> Goal
Scale the lines from the line with "Exercise. For every instance of the tree" up to and including the line with "<point>104,431</point>" by copying them in full, requests included, and multiplying every point coordinate in the answers by 0.4, rounded to whole numbers with halves rounded up. Give only those lines.

> Stored records

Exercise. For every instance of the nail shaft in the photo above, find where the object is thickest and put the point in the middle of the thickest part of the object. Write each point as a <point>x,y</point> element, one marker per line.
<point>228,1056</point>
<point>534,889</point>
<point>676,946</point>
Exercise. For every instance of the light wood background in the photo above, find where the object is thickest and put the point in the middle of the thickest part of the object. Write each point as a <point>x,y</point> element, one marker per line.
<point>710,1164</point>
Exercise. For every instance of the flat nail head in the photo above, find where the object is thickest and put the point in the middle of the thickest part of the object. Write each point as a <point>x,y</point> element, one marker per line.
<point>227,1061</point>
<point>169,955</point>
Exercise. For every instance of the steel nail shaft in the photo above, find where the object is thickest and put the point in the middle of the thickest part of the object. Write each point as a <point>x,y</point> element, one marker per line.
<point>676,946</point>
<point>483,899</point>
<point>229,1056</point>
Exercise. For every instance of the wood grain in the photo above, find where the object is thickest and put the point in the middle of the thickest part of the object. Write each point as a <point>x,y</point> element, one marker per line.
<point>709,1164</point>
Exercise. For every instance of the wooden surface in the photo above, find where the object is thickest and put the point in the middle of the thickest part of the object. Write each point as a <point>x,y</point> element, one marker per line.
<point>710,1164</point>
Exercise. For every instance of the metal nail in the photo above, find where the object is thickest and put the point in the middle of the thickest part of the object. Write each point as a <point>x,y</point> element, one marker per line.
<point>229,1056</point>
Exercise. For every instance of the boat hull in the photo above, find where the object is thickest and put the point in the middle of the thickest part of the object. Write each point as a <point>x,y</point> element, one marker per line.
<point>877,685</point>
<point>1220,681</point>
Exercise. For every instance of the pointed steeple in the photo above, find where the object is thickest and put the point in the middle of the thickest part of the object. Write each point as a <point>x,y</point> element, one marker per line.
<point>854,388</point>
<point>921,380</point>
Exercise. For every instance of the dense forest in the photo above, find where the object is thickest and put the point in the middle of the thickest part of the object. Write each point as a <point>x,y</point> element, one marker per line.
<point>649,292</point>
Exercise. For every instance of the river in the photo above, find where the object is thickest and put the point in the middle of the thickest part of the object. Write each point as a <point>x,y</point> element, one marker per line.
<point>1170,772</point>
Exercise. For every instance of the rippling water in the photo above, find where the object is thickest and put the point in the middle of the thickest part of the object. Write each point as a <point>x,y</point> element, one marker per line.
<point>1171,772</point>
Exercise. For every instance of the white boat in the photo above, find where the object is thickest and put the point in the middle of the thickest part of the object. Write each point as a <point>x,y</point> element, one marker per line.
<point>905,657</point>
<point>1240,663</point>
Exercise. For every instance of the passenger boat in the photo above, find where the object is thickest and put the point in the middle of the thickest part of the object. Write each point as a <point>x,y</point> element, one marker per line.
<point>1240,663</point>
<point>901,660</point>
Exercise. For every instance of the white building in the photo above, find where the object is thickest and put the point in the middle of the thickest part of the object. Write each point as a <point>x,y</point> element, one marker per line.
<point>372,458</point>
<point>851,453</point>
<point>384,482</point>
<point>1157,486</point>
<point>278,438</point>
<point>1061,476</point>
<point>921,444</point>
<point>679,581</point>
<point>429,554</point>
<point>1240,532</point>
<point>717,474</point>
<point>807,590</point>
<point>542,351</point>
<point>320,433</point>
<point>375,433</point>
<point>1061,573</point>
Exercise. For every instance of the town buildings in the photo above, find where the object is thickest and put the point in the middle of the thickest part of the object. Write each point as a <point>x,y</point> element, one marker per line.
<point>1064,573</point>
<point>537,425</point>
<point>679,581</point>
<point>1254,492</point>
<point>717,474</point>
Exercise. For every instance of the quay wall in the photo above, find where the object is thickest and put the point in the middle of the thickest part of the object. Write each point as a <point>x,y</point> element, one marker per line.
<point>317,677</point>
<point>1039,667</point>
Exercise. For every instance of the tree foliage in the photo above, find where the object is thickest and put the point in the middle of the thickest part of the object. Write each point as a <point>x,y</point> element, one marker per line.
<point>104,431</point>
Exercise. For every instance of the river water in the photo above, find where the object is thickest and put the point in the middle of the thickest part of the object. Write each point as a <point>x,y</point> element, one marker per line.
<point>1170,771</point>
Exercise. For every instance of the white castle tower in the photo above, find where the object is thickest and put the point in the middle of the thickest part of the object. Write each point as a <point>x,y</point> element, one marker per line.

> Written answer
Exercise. For every instance of the tree foliage in the photo above, find where the object is thickest and put the point in the middle of the thickest part of the object. Write each point as a <point>x,y</point> element, one marker per line.
<point>42,172</point>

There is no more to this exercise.